▶ ACTIVITY: Look through the records, and whenever a line includes the word "below", copy it.

▶ RECORDS:
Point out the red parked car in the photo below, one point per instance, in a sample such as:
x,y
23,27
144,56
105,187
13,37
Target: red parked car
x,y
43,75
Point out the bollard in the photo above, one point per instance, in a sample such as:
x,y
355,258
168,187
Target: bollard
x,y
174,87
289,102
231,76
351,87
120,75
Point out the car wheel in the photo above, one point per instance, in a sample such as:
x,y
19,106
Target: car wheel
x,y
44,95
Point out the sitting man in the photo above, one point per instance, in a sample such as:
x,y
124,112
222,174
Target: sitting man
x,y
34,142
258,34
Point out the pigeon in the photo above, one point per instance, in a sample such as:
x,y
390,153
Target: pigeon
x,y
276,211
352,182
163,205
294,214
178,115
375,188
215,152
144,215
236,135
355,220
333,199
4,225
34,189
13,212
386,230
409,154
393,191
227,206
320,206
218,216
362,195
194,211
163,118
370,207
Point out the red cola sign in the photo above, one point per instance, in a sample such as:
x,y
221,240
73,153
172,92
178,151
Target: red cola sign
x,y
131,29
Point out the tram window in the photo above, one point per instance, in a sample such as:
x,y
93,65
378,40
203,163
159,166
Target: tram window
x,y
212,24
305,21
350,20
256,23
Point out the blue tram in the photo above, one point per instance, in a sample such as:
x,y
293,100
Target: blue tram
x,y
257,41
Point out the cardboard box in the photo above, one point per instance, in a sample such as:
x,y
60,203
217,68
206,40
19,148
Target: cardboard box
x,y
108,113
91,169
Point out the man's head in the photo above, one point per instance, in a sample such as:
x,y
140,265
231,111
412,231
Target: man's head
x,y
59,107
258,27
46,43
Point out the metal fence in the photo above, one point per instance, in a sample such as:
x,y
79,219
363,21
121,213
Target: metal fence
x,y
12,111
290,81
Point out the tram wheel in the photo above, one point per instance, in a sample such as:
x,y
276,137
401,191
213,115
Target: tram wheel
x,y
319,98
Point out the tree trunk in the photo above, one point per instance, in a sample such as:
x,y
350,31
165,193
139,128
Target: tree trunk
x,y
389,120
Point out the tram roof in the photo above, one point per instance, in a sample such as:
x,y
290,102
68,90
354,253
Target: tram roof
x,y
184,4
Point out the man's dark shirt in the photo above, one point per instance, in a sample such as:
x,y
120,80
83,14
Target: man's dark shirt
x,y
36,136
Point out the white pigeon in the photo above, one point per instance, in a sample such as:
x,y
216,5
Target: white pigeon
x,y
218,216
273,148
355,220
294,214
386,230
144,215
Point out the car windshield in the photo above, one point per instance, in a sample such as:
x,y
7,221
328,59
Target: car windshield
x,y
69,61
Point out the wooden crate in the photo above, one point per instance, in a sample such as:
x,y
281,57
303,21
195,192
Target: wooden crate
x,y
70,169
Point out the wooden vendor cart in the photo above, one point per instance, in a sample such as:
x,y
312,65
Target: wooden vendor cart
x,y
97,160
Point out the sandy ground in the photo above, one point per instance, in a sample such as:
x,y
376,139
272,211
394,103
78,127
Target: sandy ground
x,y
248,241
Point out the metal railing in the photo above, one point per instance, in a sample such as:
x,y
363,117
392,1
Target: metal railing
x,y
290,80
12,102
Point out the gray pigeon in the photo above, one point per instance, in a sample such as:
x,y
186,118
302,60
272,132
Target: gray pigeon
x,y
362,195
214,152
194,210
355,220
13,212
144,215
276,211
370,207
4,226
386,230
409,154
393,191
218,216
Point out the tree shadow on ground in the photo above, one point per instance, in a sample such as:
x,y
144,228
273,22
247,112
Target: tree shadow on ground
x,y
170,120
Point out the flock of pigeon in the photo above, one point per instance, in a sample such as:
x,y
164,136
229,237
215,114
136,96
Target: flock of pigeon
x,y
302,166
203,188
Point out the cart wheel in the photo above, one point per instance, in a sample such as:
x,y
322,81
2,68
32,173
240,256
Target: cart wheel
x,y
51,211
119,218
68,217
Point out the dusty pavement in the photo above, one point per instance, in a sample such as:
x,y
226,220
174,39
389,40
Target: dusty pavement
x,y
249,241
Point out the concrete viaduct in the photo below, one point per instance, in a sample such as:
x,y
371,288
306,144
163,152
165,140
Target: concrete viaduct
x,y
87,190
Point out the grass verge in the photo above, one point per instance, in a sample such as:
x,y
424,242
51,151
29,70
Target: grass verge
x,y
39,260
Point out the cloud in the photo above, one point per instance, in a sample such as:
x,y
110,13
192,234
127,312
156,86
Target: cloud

▶ RESPONSE FOR THIS EXERCISE:
Point out the red parked car in the photo below, one point per instance, in a sample such as:
Point out the concrete viaduct in the photo below, one point per instance, in a sample such as:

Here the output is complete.